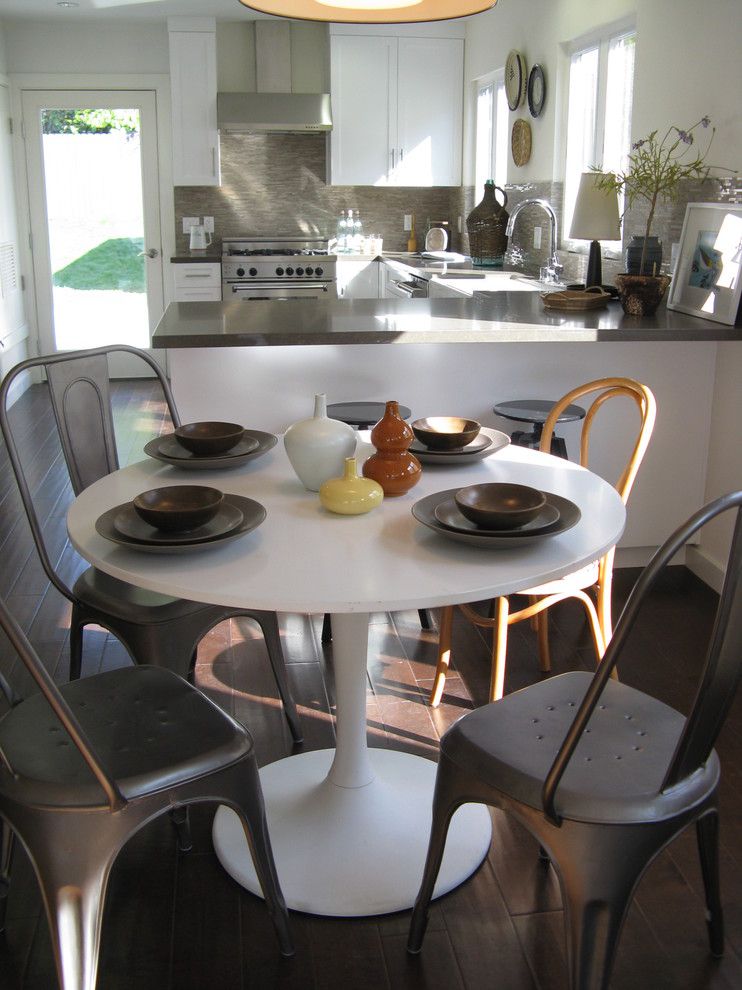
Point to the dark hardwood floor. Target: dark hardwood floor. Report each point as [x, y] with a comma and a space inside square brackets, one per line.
[176, 922]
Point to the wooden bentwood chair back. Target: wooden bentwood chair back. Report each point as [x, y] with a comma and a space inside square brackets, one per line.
[608, 776]
[596, 579]
[80, 775]
[155, 629]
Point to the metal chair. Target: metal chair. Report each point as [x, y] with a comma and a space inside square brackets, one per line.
[596, 577]
[87, 765]
[604, 776]
[154, 628]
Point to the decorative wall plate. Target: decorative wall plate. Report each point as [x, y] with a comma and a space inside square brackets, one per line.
[536, 90]
[515, 79]
[520, 141]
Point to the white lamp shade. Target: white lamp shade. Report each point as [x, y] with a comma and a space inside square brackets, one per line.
[370, 11]
[596, 211]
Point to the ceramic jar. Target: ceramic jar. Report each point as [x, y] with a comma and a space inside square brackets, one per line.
[317, 447]
[351, 495]
[393, 466]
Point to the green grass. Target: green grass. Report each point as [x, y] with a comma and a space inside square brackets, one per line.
[113, 264]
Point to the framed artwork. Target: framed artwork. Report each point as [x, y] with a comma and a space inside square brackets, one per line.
[707, 280]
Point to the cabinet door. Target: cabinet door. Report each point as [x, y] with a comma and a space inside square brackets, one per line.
[193, 86]
[430, 88]
[364, 109]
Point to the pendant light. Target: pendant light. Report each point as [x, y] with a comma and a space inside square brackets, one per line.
[370, 11]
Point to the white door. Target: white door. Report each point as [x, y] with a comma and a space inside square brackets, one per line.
[95, 218]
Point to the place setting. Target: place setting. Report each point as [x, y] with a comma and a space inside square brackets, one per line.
[180, 518]
[454, 440]
[210, 446]
[496, 515]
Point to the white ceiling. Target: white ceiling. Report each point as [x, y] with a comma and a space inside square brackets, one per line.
[121, 10]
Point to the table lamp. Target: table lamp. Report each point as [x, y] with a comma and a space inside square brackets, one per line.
[595, 219]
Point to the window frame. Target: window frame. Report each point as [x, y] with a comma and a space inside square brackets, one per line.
[601, 39]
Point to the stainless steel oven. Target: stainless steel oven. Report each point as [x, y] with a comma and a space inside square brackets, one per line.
[277, 268]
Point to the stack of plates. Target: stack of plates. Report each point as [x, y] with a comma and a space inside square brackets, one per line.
[253, 444]
[440, 513]
[485, 443]
[237, 516]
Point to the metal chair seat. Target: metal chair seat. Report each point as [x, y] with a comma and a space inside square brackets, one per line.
[616, 773]
[155, 729]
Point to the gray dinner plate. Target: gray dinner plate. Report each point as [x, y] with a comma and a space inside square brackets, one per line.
[129, 523]
[253, 444]
[252, 512]
[424, 512]
[464, 455]
[448, 514]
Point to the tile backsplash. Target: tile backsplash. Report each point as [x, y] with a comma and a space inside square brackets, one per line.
[276, 184]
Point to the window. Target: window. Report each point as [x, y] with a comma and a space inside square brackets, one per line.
[491, 123]
[601, 86]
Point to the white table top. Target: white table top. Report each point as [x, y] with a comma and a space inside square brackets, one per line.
[305, 559]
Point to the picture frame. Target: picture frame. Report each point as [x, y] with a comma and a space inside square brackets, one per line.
[707, 279]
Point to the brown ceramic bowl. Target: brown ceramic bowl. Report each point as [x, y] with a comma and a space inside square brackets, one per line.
[178, 507]
[445, 432]
[500, 506]
[209, 439]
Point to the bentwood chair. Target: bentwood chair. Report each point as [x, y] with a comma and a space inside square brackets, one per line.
[603, 775]
[155, 629]
[595, 578]
[85, 766]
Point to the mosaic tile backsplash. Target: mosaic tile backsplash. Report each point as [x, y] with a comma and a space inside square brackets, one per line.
[276, 184]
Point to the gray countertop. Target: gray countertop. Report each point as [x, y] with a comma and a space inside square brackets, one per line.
[514, 317]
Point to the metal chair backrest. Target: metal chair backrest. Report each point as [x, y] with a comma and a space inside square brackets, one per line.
[721, 673]
[608, 388]
[79, 389]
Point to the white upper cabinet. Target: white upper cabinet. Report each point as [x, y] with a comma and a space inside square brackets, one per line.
[193, 88]
[397, 110]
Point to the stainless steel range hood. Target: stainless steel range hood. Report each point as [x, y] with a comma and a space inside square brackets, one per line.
[249, 113]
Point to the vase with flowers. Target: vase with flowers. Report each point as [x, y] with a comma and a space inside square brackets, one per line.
[654, 172]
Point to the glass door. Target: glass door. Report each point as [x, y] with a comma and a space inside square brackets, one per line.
[95, 217]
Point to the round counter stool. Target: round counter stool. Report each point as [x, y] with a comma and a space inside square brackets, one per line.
[535, 411]
[361, 415]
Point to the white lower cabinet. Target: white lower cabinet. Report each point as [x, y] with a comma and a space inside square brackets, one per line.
[199, 281]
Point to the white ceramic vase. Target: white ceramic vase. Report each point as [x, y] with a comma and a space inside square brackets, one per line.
[317, 447]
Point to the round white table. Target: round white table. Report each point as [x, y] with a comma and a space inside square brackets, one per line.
[349, 826]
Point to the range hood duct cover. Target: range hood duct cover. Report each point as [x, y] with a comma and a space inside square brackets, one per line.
[254, 113]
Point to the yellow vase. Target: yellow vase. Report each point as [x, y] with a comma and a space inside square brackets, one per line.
[350, 495]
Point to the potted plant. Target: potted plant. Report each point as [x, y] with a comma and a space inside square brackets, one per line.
[654, 172]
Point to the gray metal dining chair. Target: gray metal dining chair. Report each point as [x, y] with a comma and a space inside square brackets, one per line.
[603, 775]
[87, 765]
[154, 628]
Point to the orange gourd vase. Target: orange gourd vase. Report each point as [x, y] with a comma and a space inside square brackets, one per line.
[393, 466]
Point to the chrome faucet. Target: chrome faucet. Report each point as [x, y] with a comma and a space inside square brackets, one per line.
[553, 270]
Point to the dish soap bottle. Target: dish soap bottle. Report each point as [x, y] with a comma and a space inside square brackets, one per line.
[412, 239]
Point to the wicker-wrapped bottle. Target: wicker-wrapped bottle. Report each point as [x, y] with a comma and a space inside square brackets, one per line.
[486, 228]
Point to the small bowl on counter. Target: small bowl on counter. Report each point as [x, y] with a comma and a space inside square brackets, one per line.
[499, 505]
[178, 508]
[208, 439]
[445, 432]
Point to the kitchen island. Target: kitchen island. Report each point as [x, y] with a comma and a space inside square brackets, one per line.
[261, 363]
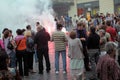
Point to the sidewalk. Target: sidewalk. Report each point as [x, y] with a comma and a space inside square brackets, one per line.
[52, 75]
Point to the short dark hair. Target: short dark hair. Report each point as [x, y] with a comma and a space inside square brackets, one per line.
[4, 30]
[19, 32]
[37, 23]
[28, 27]
[59, 26]
[72, 34]
[92, 29]
[108, 23]
[6, 33]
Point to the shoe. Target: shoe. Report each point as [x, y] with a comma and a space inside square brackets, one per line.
[64, 72]
[56, 72]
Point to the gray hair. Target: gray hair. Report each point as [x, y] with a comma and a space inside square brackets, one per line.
[110, 46]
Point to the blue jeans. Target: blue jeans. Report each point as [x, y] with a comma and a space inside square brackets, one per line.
[63, 54]
[12, 56]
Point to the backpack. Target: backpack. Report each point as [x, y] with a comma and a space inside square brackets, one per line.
[30, 44]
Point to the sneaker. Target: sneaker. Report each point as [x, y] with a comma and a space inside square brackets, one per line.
[64, 72]
[56, 72]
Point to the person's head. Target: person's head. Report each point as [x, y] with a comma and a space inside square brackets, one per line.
[39, 28]
[37, 23]
[108, 23]
[102, 32]
[19, 32]
[28, 27]
[92, 30]
[80, 25]
[4, 30]
[6, 34]
[111, 48]
[10, 33]
[73, 35]
[59, 26]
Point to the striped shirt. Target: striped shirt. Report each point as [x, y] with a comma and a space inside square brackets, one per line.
[59, 39]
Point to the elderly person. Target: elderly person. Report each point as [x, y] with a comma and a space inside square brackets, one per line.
[107, 67]
[77, 58]
[41, 42]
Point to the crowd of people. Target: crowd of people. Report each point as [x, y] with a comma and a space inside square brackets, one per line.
[93, 45]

▸ Direction
Starting at the line containing "Point to the backpack." and ending at the last line of the records, copy out those lines with "sneaker" swapped for "shoe" and everything else left as is.

▸ Full solution
Point to the backpack. Target: backpack. Report each point as [x, y] with a comma and a space inside square brackets, one per line.
[30, 44]
Point to the shoe. Target: shoe. Report each point as [x, y] with a comma and a space inside square brackets, one per line.
[64, 72]
[56, 72]
Point to the person's head. Target: person's head. Report each point as [x, y] with a comma and a space inside square brackets, one per line.
[39, 28]
[37, 23]
[108, 23]
[102, 32]
[19, 32]
[28, 27]
[92, 30]
[80, 25]
[4, 30]
[6, 34]
[111, 48]
[10, 33]
[73, 35]
[59, 26]
Point to the striped shirt. Target: striped shirt. Report each point as [x, y] with a comma and a space inside square brackets, one per line.
[59, 39]
Point to the elderly person. Target: elderly person. Report each point as [x, y] with a comma and a space inside square brackets, one per line.
[107, 67]
[77, 58]
[41, 42]
Point to the crowd of people. Target: crowd of people. Report each point as [x, y] with a comma and a space inside square brackets, one per line.
[93, 45]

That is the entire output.